• What is being asked: This task calls for printing every entry exactly.
======== Study material
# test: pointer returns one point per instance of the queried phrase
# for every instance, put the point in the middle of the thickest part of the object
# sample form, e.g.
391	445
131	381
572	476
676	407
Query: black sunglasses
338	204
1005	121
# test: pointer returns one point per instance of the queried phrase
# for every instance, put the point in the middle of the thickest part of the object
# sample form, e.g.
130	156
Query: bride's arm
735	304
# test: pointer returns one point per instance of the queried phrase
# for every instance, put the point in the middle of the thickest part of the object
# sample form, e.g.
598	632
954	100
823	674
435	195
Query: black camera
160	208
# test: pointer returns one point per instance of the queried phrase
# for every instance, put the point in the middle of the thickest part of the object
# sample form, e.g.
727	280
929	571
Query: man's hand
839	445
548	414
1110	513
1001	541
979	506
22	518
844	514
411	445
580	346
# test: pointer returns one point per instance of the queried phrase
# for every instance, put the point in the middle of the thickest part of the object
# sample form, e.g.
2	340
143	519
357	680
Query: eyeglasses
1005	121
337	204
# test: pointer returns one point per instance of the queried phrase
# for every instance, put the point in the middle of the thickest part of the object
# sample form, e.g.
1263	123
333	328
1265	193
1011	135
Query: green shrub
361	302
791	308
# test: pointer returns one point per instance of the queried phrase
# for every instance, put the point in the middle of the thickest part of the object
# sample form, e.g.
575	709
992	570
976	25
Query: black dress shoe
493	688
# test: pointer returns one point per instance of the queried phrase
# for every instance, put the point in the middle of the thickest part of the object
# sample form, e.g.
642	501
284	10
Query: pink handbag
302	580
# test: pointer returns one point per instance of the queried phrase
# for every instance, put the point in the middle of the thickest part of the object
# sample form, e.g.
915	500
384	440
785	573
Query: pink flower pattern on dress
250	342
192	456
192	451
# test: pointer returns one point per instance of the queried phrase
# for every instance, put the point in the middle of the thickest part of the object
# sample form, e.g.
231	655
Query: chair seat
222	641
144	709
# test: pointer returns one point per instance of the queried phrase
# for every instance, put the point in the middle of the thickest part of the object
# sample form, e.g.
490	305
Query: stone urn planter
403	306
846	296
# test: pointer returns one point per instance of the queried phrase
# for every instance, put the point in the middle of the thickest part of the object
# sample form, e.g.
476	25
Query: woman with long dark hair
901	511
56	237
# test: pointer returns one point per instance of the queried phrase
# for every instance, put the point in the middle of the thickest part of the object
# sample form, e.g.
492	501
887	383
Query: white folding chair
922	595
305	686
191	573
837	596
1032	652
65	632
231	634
================
• Answer:
# test: pointer returns one point per instance of the queried phrase
# for every instance, put the point in the middle of the thickest part of the object
# sample form, e.g.
391	445
131	381
572	476
676	407
Query: black sunglasses
338	204
1005	121
# test: pointer returns one point per instance of the queried phrase
# for every instance, put the point in the middle of the thickest part of the object
# sample form, e.g.
130	156
Query: bride's arm
735	304
# test: pointer returns one point per instance of the queried phrase
# for every instance, put the point in the middle of the thickest part of the object
# sample form, e.g.
598	632
954	100
823	674
435	195
Query: black camera
160	208
# test: pointer returns one point per instance of the queried phrase
# for every instance, put the point in the middle of the thickest part of the object
# sample form, e.g.
727	280
929	571
Query: man's hand
839	445
548	414
1110	513
1001	541
979	506
22	518
844	514
411	445
580	346
# test: pointer returns one point per instance of the queried phrase
# for every instance, put the point in the middle of the thickest part of the object
# sample form, e.g.
2	340
143	519
357	680
Query: eyeglasses
1005	121
337	204
# test: pointer returns one point per instance of the queried phrase
# for every instance, put the point in the middle of the thickest part of the object
# sample form, e.g.
1263	123
333	328
1265	193
1011	135
Query: green shrub
361	302
791	308
# test: pointer returns one point per instance of the queried phrase
# for every instance, put the point in the middle of the thickest part of the object
# sample form, e.g.
575	709
992	570
976	25
Query: black dress shoe
493	688
# test: pointer returns one point per instance of the queried phrase
# for every instance, put the point in the middle of the thickest part of the object
# sample form, e.g.
642	501
284	10
Query: pink handbag
302	580
# test: pointer returns one point per instance of the queried phrase
# for every instance, put the point in the middle of the thickest part of the object
# sample form, e.g.
915	500
384	440
785	573
Query: pink flower pattern on dress
250	342
192	456
192	451
# test: pointer returns one point per instance of the queried phrase
# for every instance, put the point in the middle of the thickest part of the object
# sample form, e.g.
231	655
Query: chair seat
222	641
144	709
# test: pointer returns one point per instance of the queried phrase
# for every instance, put the point in the middle of the thickest part of the object
# sample form, e.g.
490	305
Query: stone urn planter
403	306
846	296
# test: pointer returns one point per instance of the queried phrase
# for every instance, put the point in the middle of the thickest part of the object
# sample form, e.g.
476	25
Query: woman with long dark hair
901	511
56	237
# test: pointer returns one point per instance of the queried phrase
# for every instance, put the point in the middle of the thickest part of the object
# sample form, e.g.
492	501
887	383
Query: white folding chair
922	595
305	686
191	573
837	596
1032	652
65	632
231	634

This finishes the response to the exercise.